**TASK TO CARRY OUT**
Go through the entries below and retype them exactly, omitting each picture.

START RECORDS

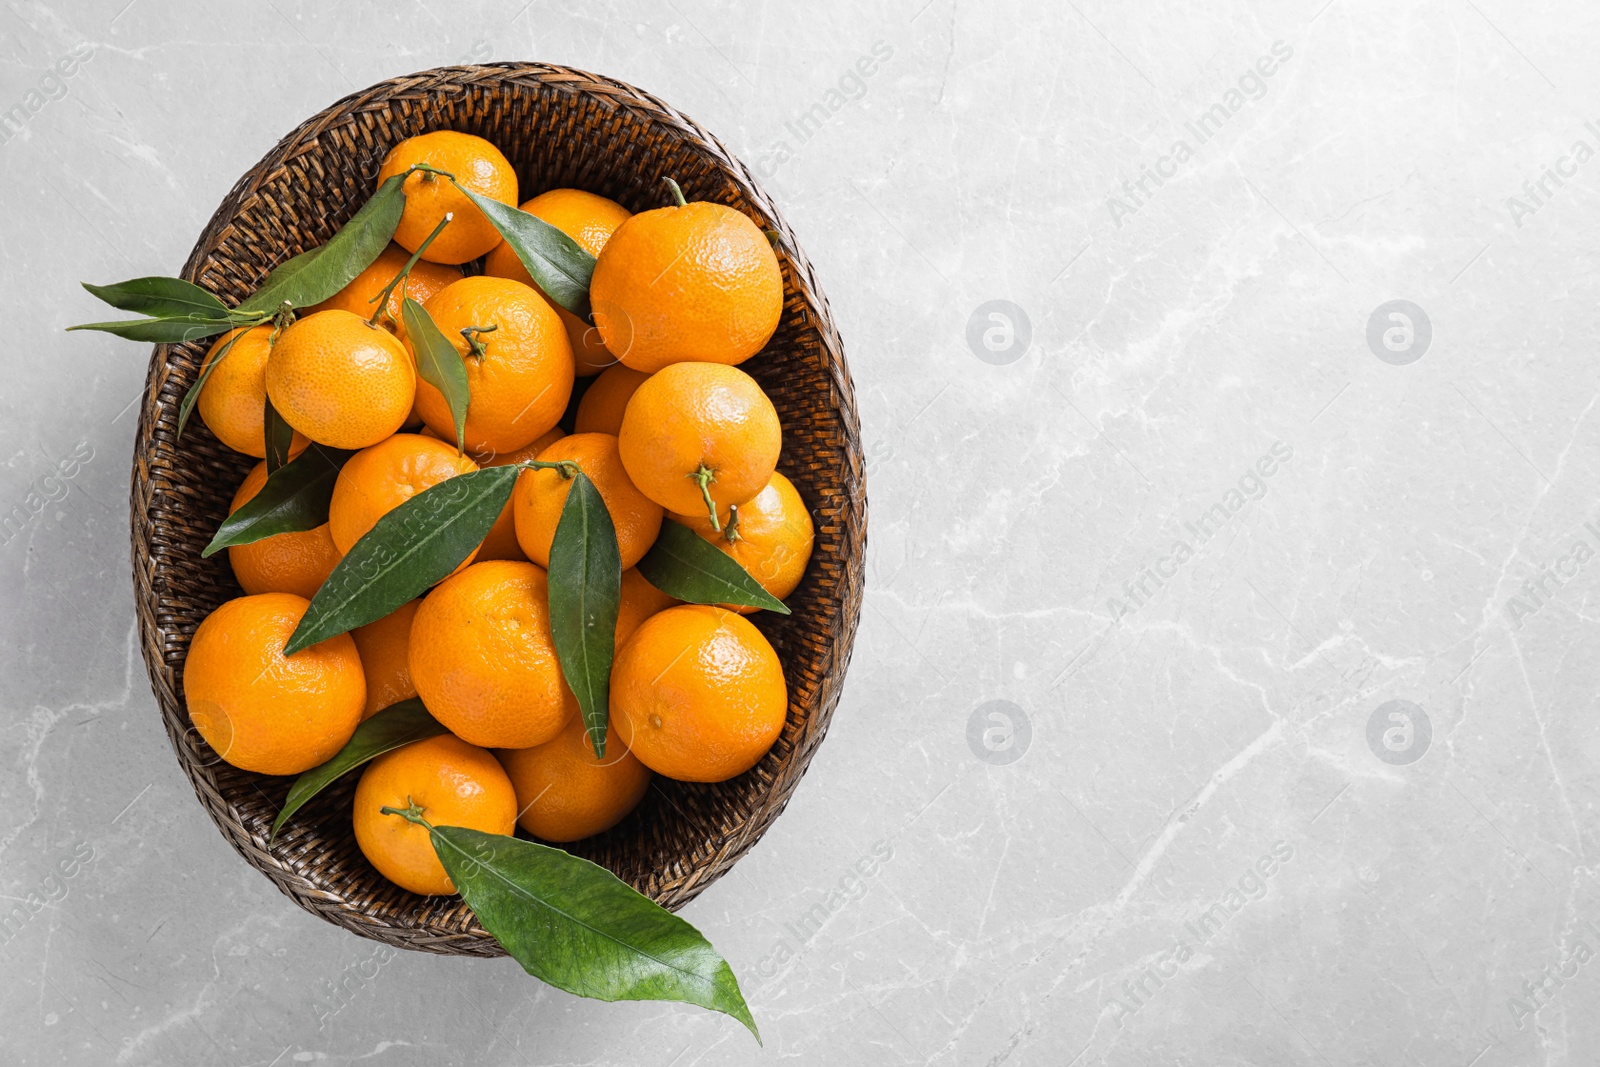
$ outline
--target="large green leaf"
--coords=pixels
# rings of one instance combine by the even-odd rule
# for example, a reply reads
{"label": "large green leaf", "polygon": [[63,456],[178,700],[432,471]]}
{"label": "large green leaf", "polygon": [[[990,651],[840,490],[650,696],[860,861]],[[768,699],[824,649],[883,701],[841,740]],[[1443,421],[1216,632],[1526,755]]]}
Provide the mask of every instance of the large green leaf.
{"label": "large green leaf", "polygon": [[606,754],[611,659],[616,654],[622,556],[600,490],[582,471],[550,543],[550,636],[561,673],[578,698],[594,754]]}
{"label": "large green leaf", "polygon": [[304,309],[349,285],[394,237],[406,206],[404,185],[401,174],[385,180],[327,244],[280,263],[239,310],[274,312],[286,300],[292,307]]}
{"label": "large green leaf", "polygon": [[159,319],[200,317],[226,321],[227,305],[206,290],[182,278],[132,278],[112,285],[83,287],[119,311],[153,315]]}
{"label": "large green leaf", "polygon": [[405,323],[406,338],[411,350],[417,354],[417,376],[440,393],[450,405],[450,417],[456,424],[456,448],[466,448],[467,365],[461,353],[439,329],[423,306],[406,297],[400,305],[400,318]]}
{"label": "large green leaf", "polygon": [[596,1000],[675,1000],[761,1032],[733,968],[705,936],[604,867],[461,826],[430,830],[450,880],[535,978]]}
{"label": "large green leaf", "polygon": [[98,330],[115,334],[129,341],[151,344],[181,344],[198,341],[230,328],[227,319],[213,319],[202,315],[174,315],[164,319],[122,319],[117,322],[84,322],[68,326],[67,330]]}
{"label": "large green leaf", "polygon": [[578,242],[543,219],[526,211],[480,196],[457,184],[467,199],[478,206],[506,244],[522,261],[528,275],[539,283],[546,296],[580,319],[589,317],[589,279],[594,275],[594,257]]}
{"label": "large green leaf", "polygon": [[385,514],[311,598],[284,652],[381,619],[455,570],[494,526],[521,473],[512,464],[458,474]]}
{"label": "large green leaf", "polygon": [[339,469],[355,453],[311,445],[267,476],[267,484],[239,510],[222,520],[217,535],[200,553],[214,555],[281,533],[315,530],[328,521],[328,501]]}
{"label": "large green leaf", "polygon": [[294,780],[294,785],[289,787],[289,796],[283,802],[283,810],[272,820],[272,834],[267,838],[267,843],[272,843],[272,838],[278,836],[278,830],[295,812],[305,807],[307,801],[344,775],[385,752],[393,752],[413,741],[444,732],[444,725],[428,714],[420,697],[402,700],[376,713],[356,727],[356,732],[344,743],[338,755]]}
{"label": "large green leaf", "polygon": [[738,560],[671,519],[661,524],[661,535],[639,561],[639,573],[663,593],[691,604],[738,604],[789,614]]}

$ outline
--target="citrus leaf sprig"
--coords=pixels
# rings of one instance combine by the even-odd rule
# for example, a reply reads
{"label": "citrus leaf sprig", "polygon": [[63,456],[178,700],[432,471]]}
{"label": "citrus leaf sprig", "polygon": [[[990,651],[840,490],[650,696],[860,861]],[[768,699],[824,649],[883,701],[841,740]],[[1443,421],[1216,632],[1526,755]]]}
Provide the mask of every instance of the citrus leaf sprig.
{"label": "citrus leaf sprig", "polygon": [[311,598],[284,654],[376,622],[443,580],[488,536],[521,473],[516,464],[468,471],[384,513]]}
{"label": "citrus leaf sprig", "polygon": [[356,732],[332,759],[311,768],[294,780],[294,785],[289,787],[288,797],[284,799],[283,810],[272,820],[272,832],[267,838],[267,844],[272,844],[283,824],[288,822],[295,812],[305,807],[312,797],[344,775],[357,767],[365,766],[385,752],[392,752],[413,741],[436,737],[445,732],[444,724],[429,715],[428,709],[422,706],[421,699],[417,697],[391,704],[377,712],[372,718],[356,727]]}
{"label": "citrus leaf sprig", "polygon": [[405,179],[396,174],[384,181],[327,244],[280,263],[239,310],[271,315],[285,303],[308,308],[349,285],[393,239],[406,207]]}
{"label": "citrus leaf sprig", "polygon": [[621,600],[622,556],[611,513],[589,476],[574,471],[550,543],[550,637],[599,759],[606,754]]}
{"label": "citrus leaf sprig", "polygon": [[[455,181],[453,176],[451,181]],[[594,275],[594,257],[571,237],[537,215],[530,215],[510,204],[480,196],[456,182],[483,217],[495,228],[522,261],[528,276],[539,283],[545,295],[585,321],[589,318],[589,279]]]}
{"label": "citrus leaf sprig", "polygon": [[[267,844],[344,775],[445,732],[416,697],[384,708],[332,759],[295,779]],[[738,978],[705,935],[604,867],[504,834],[435,826],[414,803],[381,810],[427,829],[461,898],[535,978],[597,1000],[696,1004],[732,1016],[761,1040]]]}
{"label": "citrus leaf sprig", "polygon": [[656,543],[639,561],[645,581],[690,604],[737,604],[789,614],[739,561],[682,523],[661,524]]}
{"label": "citrus leaf sprig", "polygon": [[400,318],[405,323],[411,350],[417,354],[417,377],[443,394],[456,426],[456,451],[465,451],[470,400],[467,365],[456,346],[433,321],[433,316],[409,296],[400,305]]}
{"label": "citrus leaf sprig", "polygon": [[83,287],[118,311],[132,311],[158,319],[228,317],[228,308],[222,301],[182,278],[133,278],[115,285],[84,282]]}
{"label": "citrus leaf sprig", "polygon": [[[409,173],[409,172],[408,172]],[[90,293],[119,311],[150,316],[118,322],[90,322],[69,326],[68,330],[99,330],[130,341],[177,344],[200,341],[235,327],[261,326],[277,320],[288,321],[296,308],[308,308],[327,300],[349,285],[351,280],[378,258],[394,237],[405,210],[405,175],[397,174],[378,187],[326,244],[280,263],[267,279],[238,307],[230,310],[221,300],[193,282],[182,278],[134,278],[114,285],[83,283]],[[201,369],[178,407],[178,436],[200,399],[206,379],[233,351],[246,330],[229,338]],[[269,422],[269,426],[271,423]],[[268,450],[269,458],[272,452]]]}
{"label": "citrus leaf sprig", "polygon": [[134,278],[114,285],[83,287],[119,311],[148,315],[119,322],[89,322],[68,330],[99,330],[130,341],[175,344],[199,341],[235,326],[258,326],[288,303],[295,308],[320,304],[350,284],[378,258],[394,236],[405,210],[404,175],[378,187],[327,244],[279,264],[238,307],[229,308],[211,293],[182,278]]}
{"label": "citrus leaf sprig", "polygon": [[423,826],[483,928],[535,978],[595,1000],[675,1000],[722,1012],[757,1042],[728,961],[688,921],[569,852],[383,808]]}
{"label": "citrus leaf sprig", "polygon": [[224,548],[248,545],[275,534],[315,530],[328,521],[333,484],[345,460],[353,455],[354,452],[323,445],[309,446],[267,475],[267,484],[222,520],[200,557],[206,559]]}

END RECORDS

**SOLUTION TO THIS EXERCISE**
$ outline
--target="large green leaf"
--coords=pixels
# rings of one instance combine by the even-odd rule
# for example, a reply reads
{"label": "large green leaf", "polygon": [[63,456],[178,700],[432,471]]}
{"label": "large green leaf", "polygon": [[[990,651],[840,490],[650,696],[860,861]],[[768,699],[824,649],[883,701],[841,740]],[[1443,421],[1216,632],[1526,755]]]}
Provide the mask of every instance of the large green leaf.
{"label": "large green leaf", "polygon": [[606,754],[611,659],[616,654],[622,556],[600,490],[582,471],[550,543],[550,636],[561,673],[578,698],[594,754]]}
{"label": "large green leaf", "polygon": [[304,309],[349,285],[394,237],[406,206],[404,185],[401,174],[385,180],[327,244],[280,263],[239,310],[274,312],[286,300],[292,307]]}
{"label": "large green leaf", "polygon": [[159,319],[200,317],[226,321],[227,305],[206,290],[182,278],[132,278],[112,285],[83,287],[119,311],[153,315]]}
{"label": "large green leaf", "polygon": [[405,323],[406,338],[411,350],[417,354],[417,376],[440,393],[450,405],[450,417],[456,424],[456,448],[466,448],[467,365],[461,353],[439,329],[423,306],[406,297],[400,305],[400,318]]}
{"label": "large green leaf", "polygon": [[596,1000],[675,1000],[761,1032],[733,968],[705,936],[604,867],[461,826],[430,830],[450,880],[535,978]]}
{"label": "large green leaf", "polygon": [[98,330],[115,334],[129,341],[151,344],[181,344],[198,341],[230,328],[227,319],[213,319],[202,315],[174,315],[164,319],[122,319],[117,322],[84,322],[68,326],[67,330]]}
{"label": "large green leaf", "polygon": [[578,242],[543,219],[526,211],[480,196],[457,184],[467,199],[478,206],[506,244],[522,261],[528,275],[539,283],[546,296],[580,319],[589,317],[589,279],[594,275],[594,257]]}
{"label": "large green leaf", "polygon": [[385,514],[311,598],[284,652],[381,619],[455,570],[494,526],[521,473],[512,464],[458,474]]}
{"label": "large green leaf", "polygon": [[339,469],[355,453],[311,445],[267,476],[267,484],[239,510],[222,520],[217,535],[200,553],[214,555],[281,533],[315,530],[328,521],[328,501]]}
{"label": "large green leaf", "polygon": [[294,780],[294,785],[289,787],[289,796],[283,802],[283,810],[272,820],[272,834],[267,838],[267,843],[272,843],[272,838],[278,836],[278,830],[295,812],[305,807],[307,801],[344,775],[385,752],[393,752],[413,741],[444,732],[444,725],[428,714],[420,697],[402,700],[376,713],[356,727],[356,732],[344,743],[338,755]]}
{"label": "large green leaf", "polygon": [[738,560],[671,519],[661,524],[661,535],[639,561],[639,573],[663,593],[691,604],[738,604],[789,614]]}

$ outline
--target="citrus leaf sprig"
--coords=pixels
# rings of one instance combine by the even-odd rule
# for example, a reply reads
{"label": "citrus leaf sprig", "polygon": [[63,456],[178,700],[432,471]]}
{"label": "citrus leaf sprig", "polygon": [[[990,651],[840,490],[650,696],[860,861]],[[768,699],[824,649],[883,701],[841,740]],[[1443,421],[1216,632],[1526,755]]]}
Provide the mask of every instance of the citrus leaf sprig.
{"label": "citrus leaf sprig", "polygon": [[311,598],[284,654],[376,622],[443,580],[488,536],[521,473],[516,464],[468,471],[384,513]]}
{"label": "citrus leaf sprig", "polygon": [[356,732],[332,759],[311,768],[294,780],[294,785],[289,787],[288,797],[284,799],[283,810],[272,820],[272,832],[267,838],[267,844],[272,844],[283,824],[288,822],[295,812],[305,807],[312,797],[344,775],[357,767],[365,766],[385,752],[392,752],[413,741],[436,737],[445,732],[444,724],[429,715],[428,709],[422,706],[421,699],[417,697],[391,704],[377,712],[372,718],[356,727]]}
{"label": "citrus leaf sprig", "polygon": [[405,179],[396,174],[384,181],[327,244],[280,263],[239,310],[271,315],[285,303],[308,308],[349,285],[393,239],[406,207]]}
{"label": "citrus leaf sprig", "polygon": [[621,600],[622,556],[611,513],[589,476],[574,471],[550,543],[550,637],[599,759],[606,754]]}
{"label": "citrus leaf sprig", "polygon": [[[455,181],[453,176],[451,181]],[[594,275],[594,257],[571,237],[537,215],[530,215],[510,204],[480,196],[456,182],[483,217],[495,228],[522,261],[528,276],[539,283],[545,295],[585,321],[589,318],[589,279]]]}
{"label": "citrus leaf sprig", "polygon": [[[267,844],[344,775],[445,732],[416,697],[384,708],[332,759],[295,779]],[[738,978],[705,935],[604,867],[504,834],[435,826],[414,803],[381,810],[427,829],[461,898],[535,978],[597,1000],[696,1004],[732,1016],[761,1040]]]}
{"label": "citrus leaf sprig", "polygon": [[656,543],[639,561],[645,581],[690,604],[737,604],[789,614],[739,561],[682,523],[661,524]]}
{"label": "citrus leaf sprig", "polygon": [[400,318],[405,323],[411,350],[417,354],[417,377],[443,394],[456,426],[456,451],[465,451],[470,400],[467,365],[456,346],[433,321],[433,316],[409,296],[400,305]]}
{"label": "citrus leaf sprig", "polygon": [[83,287],[118,311],[132,311],[158,319],[228,317],[228,308],[222,301],[182,278],[133,278],[115,285],[84,282]]}
{"label": "citrus leaf sprig", "polygon": [[[409,173],[409,172],[408,172]],[[90,293],[119,311],[150,316],[118,322],[90,322],[69,326],[68,330],[99,330],[130,341],[177,344],[200,341],[235,327],[261,326],[277,320],[288,321],[296,308],[308,308],[327,300],[349,285],[351,280],[378,258],[394,237],[405,210],[405,175],[397,174],[378,187],[326,244],[280,263],[267,279],[238,307],[230,310],[221,300],[193,282],[182,278],[134,278],[114,285],[83,283]],[[201,369],[178,407],[178,436],[200,399],[206,379],[233,351],[246,330],[229,338]],[[269,422],[269,426],[271,423]],[[268,450],[269,458],[272,452]]]}
{"label": "citrus leaf sprig", "polygon": [[134,278],[114,285],[83,287],[119,311],[148,315],[119,322],[89,322],[68,330],[99,330],[130,341],[175,344],[199,341],[235,326],[258,326],[288,303],[295,308],[320,304],[350,284],[378,258],[394,236],[405,210],[404,175],[378,187],[327,244],[279,264],[238,307],[229,308],[211,293],[182,278]]}
{"label": "citrus leaf sprig", "polygon": [[423,826],[483,928],[535,978],[595,1000],[675,1000],[722,1012],[757,1042],[728,961],[688,921],[569,852],[383,808]]}
{"label": "citrus leaf sprig", "polygon": [[224,548],[248,545],[275,534],[315,530],[328,521],[333,484],[345,460],[353,455],[354,452],[323,445],[309,446],[267,475],[267,484],[222,520],[200,557],[206,559]]}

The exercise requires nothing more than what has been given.